▶ _Exercise prompt_:
In the listing below, locate the line containing "Place one keypoint on each instance of the tree trunk"; reproduce that line and all lines that follow it, unchanged.

*** Listed records Section Begins ***

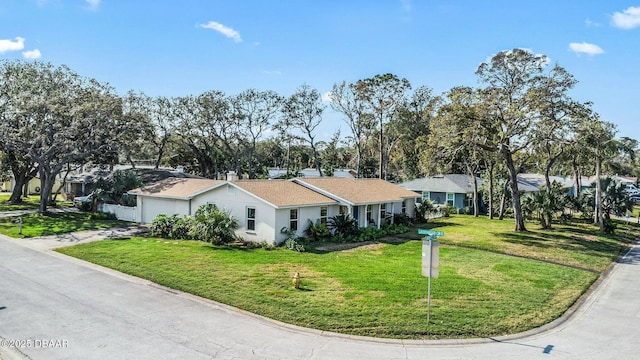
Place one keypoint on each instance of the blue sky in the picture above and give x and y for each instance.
(175, 48)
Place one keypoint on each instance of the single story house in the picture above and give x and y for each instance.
(276, 173)
(444, 190)
(371, 202)
(264, 207)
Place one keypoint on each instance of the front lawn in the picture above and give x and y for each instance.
(31, 202)
(377, 289)
(56, 223)
(574, 244)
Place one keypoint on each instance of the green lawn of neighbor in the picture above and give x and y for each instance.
(576, 244)
(31, 202)
(377, 289)
(56, 223)
(28, 203)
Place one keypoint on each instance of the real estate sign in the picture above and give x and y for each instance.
(430, 258)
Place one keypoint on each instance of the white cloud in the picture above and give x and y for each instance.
(224, 30)
(10, 45)
(591, 23)
(627, 19)
(93, 4)
(32, 54)
(406, 5)
(586, 48)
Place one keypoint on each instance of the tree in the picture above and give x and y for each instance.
(253, 111)
(557, 120)
(545, 203)
(114, 189)
(613, 199)
(138, 129)
(413, 125)
(344, 99)
(56, 117)
(458, 135)
(599, 135)
(214, 225)
(382, 95)
(511, 76)
(303, 110)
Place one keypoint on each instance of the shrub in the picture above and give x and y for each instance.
(291, 242)
(343, 224)
(294, 245)
(402, 219)
(395, 229)
(316, 231)
(101, 216)
(213, 225)
(182, 228)
(448, 210)
(423, 209)
(162, 225)
(609, 226)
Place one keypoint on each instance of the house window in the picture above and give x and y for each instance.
(293, 219)
(450, 199)
(251, 219)
(323, 215)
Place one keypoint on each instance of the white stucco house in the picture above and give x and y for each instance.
(264, 207)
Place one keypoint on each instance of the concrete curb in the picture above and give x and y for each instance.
(574, 311)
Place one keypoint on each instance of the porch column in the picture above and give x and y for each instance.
(393, 211)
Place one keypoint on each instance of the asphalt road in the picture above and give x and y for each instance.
(55, 307)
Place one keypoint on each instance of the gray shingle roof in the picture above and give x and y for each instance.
(451, 183)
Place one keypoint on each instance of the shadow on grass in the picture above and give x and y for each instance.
(561, 241)
(631, 258)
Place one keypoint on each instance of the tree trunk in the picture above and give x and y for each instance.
(547, 217)
(515, 194)
(503, 200)
(576, 175)
(16, 193)
(491, 191)
(381, 147)
(598, 208)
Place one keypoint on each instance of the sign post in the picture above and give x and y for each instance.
(430, 261)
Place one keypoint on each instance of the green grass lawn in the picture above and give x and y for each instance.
(28, 203)
(377, 289)
(577, 244)
(56, 223)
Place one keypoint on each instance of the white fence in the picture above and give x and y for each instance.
(126, 213)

*** Listed records Section Ends ***

▶ _Answer for the task_:
Place one keypoint on each instance of the tree trunk in the picture above and give x and y for each instance.
(547, 217)
(515, 194)
(503, 200)
(576, 175)
(16, 193)
(491, 191)
(381, 147)
(598, 208)
Place one keypoint on each instance of the sign post in the picture above and give x and y for each instance.
(430, 261)
Place one keypoint on each instance of the green grass lawn in the picture above and give x and y for each instance.
(28, 203)
(377, 289)
(577, 244)
(56, 223)
Place one keypoint on each instance of the white fence in the picture above and give x and y for each instance.
(126, 213)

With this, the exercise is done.